Job :: Keep only the lines from both blocks of items below that contain the string "wooden", and copy each of those lines without changes.

:::::

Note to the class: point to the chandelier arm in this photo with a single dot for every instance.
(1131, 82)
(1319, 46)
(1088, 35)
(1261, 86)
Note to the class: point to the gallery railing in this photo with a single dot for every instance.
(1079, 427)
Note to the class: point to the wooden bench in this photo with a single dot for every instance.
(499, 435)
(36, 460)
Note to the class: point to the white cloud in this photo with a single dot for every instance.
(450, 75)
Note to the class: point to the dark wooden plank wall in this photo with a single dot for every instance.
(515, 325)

:::::

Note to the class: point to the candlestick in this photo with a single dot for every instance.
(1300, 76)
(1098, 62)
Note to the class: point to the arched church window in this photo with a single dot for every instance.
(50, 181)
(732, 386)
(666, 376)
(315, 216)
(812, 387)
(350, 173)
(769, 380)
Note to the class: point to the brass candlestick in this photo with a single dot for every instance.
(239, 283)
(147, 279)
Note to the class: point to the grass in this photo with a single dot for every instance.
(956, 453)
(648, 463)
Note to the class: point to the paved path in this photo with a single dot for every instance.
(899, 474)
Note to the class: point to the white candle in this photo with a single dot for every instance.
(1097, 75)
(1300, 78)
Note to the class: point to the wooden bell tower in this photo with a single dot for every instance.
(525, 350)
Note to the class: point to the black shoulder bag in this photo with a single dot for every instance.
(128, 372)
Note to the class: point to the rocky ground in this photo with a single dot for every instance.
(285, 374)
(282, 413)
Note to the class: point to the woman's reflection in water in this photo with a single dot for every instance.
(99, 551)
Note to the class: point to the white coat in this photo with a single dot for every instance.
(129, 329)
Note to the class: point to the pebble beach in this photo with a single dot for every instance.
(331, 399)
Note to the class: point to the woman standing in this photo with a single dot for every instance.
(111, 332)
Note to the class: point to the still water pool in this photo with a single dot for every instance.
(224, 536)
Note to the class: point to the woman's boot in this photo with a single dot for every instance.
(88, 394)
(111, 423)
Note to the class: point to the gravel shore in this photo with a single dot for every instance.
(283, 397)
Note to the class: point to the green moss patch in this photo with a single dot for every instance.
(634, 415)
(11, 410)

:::::

Exercise answer ::
Note to the class: point to the wooden bench in this photo with a single dot for every instance.
Note to the class: point to the dark wooden plank wall in this photo with a single dot for every instance.
Note to the class: point to the wooden bell tower in this photo with a single dot for every instance.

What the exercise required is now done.